[Dataset items]
>> begin

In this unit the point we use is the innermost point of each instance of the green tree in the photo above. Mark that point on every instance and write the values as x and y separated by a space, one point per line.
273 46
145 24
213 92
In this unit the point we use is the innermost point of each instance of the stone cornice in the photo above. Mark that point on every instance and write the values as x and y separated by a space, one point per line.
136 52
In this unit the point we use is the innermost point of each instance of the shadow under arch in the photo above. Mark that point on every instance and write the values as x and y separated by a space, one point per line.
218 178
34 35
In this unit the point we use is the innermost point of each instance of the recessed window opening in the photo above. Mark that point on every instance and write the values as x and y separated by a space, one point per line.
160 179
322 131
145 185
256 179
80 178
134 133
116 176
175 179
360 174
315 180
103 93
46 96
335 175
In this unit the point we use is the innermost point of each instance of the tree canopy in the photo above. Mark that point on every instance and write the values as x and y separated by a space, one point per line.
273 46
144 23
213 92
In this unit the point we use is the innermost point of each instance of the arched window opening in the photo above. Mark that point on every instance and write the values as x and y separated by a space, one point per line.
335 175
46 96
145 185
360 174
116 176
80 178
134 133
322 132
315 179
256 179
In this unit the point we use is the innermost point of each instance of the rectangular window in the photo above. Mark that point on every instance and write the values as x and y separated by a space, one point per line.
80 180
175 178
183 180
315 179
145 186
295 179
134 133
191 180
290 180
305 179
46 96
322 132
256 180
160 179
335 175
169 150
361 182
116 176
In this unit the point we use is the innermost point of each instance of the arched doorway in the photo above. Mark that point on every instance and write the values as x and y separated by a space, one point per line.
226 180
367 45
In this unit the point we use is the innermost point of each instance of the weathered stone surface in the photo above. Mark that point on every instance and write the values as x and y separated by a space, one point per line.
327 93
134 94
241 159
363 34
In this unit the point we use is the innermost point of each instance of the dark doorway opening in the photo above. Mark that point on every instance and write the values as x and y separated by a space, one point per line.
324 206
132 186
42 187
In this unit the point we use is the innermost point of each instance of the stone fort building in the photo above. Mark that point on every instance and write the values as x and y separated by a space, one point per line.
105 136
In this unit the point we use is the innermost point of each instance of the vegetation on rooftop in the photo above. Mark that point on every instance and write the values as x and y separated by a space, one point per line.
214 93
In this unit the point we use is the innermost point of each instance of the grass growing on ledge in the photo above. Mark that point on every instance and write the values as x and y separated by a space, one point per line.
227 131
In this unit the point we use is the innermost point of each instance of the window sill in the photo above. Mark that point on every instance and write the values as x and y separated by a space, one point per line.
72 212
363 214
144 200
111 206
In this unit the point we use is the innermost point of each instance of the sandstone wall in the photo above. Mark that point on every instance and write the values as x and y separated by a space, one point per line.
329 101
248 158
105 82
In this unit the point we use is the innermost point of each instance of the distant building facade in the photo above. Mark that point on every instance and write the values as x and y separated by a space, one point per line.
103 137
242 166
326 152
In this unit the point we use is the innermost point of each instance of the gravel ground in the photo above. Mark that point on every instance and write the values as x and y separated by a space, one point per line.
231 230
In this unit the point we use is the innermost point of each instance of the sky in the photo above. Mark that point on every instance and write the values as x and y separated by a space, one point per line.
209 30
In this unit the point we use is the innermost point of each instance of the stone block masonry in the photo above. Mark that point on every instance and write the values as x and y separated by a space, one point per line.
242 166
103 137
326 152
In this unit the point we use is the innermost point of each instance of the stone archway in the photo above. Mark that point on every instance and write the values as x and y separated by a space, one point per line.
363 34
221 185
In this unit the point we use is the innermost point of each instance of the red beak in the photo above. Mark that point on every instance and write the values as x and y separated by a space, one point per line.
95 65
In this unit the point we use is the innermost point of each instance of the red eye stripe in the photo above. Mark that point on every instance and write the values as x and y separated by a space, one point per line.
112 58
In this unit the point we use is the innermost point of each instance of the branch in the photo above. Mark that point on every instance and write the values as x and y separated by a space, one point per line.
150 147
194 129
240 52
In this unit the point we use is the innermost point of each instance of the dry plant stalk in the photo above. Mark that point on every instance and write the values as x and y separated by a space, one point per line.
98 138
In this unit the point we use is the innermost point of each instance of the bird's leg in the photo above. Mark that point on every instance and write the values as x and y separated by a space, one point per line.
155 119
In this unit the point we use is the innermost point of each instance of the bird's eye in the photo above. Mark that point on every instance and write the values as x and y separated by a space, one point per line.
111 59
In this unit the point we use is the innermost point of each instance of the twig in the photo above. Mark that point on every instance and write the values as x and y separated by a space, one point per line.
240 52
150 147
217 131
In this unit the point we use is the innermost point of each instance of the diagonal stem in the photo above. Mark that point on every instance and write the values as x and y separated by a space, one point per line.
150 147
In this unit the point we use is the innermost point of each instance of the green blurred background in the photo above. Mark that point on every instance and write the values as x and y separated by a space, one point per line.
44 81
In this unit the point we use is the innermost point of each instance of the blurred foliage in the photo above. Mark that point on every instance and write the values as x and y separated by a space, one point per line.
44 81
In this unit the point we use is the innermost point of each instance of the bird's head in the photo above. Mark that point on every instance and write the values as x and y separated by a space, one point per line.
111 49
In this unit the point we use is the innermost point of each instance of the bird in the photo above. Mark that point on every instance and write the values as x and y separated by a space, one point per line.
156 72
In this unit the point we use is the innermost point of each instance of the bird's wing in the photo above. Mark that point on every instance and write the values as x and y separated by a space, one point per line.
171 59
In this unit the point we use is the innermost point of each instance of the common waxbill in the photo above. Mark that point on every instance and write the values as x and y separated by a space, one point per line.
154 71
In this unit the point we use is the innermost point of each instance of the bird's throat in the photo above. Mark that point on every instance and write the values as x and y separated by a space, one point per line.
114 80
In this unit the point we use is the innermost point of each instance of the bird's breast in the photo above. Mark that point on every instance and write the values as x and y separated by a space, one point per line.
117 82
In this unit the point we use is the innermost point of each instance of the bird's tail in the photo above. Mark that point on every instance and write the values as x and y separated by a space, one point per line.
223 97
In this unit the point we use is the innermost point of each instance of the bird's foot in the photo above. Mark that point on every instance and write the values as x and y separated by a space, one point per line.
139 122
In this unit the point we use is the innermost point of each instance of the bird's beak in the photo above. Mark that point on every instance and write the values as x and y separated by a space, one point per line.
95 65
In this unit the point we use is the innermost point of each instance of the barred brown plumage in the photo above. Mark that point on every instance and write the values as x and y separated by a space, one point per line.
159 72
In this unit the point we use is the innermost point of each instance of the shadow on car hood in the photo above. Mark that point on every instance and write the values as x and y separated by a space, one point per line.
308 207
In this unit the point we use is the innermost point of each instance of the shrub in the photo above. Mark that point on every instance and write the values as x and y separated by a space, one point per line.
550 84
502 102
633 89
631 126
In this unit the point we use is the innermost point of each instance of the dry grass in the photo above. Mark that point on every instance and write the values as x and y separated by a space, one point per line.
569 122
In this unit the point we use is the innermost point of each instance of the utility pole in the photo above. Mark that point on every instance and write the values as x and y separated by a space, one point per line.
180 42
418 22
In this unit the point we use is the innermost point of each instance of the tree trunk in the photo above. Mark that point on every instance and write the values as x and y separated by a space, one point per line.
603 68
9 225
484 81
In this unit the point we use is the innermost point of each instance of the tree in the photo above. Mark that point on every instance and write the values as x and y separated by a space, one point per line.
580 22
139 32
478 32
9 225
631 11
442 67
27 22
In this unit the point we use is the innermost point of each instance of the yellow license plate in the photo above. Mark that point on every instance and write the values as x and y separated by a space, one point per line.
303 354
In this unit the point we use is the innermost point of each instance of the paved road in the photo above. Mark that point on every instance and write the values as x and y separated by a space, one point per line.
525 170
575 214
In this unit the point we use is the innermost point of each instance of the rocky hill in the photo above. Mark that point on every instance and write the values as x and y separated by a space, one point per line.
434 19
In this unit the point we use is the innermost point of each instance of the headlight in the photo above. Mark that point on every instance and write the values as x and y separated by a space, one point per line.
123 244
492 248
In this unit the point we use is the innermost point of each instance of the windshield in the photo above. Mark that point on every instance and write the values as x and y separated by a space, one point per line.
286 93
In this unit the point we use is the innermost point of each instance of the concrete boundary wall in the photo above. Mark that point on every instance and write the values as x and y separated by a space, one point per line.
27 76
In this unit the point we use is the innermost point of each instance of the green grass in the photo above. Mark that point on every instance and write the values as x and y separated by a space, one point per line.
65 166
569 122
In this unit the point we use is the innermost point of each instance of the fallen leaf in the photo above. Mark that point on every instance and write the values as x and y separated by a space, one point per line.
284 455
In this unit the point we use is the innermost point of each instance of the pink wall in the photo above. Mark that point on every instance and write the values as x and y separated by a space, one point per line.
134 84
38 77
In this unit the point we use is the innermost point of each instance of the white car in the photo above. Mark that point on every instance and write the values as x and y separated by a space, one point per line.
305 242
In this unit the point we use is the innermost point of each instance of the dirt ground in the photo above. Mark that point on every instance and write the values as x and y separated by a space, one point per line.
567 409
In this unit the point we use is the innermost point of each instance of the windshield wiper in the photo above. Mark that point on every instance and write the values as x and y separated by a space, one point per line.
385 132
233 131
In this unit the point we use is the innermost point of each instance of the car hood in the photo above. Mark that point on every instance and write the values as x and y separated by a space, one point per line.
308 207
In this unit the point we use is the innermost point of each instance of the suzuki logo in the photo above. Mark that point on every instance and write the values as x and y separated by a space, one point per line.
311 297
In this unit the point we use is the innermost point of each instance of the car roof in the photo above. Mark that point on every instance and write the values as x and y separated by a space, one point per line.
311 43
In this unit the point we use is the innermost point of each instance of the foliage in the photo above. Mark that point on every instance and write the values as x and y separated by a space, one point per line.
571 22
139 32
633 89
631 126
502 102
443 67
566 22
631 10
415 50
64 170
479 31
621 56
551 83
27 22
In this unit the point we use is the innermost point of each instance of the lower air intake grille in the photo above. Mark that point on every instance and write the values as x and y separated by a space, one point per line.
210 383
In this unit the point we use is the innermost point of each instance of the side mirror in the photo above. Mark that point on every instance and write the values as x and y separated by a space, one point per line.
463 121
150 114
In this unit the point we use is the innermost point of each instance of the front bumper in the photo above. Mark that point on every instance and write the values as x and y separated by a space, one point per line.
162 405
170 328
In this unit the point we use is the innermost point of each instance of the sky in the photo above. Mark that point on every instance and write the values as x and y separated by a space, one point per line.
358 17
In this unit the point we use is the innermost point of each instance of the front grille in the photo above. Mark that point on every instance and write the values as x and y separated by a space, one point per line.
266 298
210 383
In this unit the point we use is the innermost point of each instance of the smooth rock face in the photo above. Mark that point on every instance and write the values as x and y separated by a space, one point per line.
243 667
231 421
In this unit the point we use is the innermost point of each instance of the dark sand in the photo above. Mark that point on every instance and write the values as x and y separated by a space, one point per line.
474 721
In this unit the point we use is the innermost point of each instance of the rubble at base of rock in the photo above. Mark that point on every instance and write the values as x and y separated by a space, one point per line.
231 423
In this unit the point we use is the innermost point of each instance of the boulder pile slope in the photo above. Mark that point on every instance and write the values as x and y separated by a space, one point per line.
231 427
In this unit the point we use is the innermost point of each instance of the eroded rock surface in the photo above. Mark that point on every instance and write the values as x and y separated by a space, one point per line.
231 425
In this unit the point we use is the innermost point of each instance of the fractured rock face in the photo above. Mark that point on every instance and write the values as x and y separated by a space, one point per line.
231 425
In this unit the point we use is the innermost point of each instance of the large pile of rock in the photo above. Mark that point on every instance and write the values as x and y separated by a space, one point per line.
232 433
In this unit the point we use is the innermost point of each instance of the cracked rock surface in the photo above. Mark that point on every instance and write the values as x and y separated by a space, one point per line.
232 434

>> end

= GOAL =
Please rescale the data from the line containing "of the cracked" through the end of the data, both included, and write those lines again with the request text unchanged. Multiply each x and y coordinate in the answers by 0.25 and round to whole numbers, with halves rounded up.

= TASK RESULT =
In this unit the point we use is the innermost point of each instance of the cracked rock surface in the photo above. Mark that point on every instance and write the values as x and y separated by a space, one point per line.
58 109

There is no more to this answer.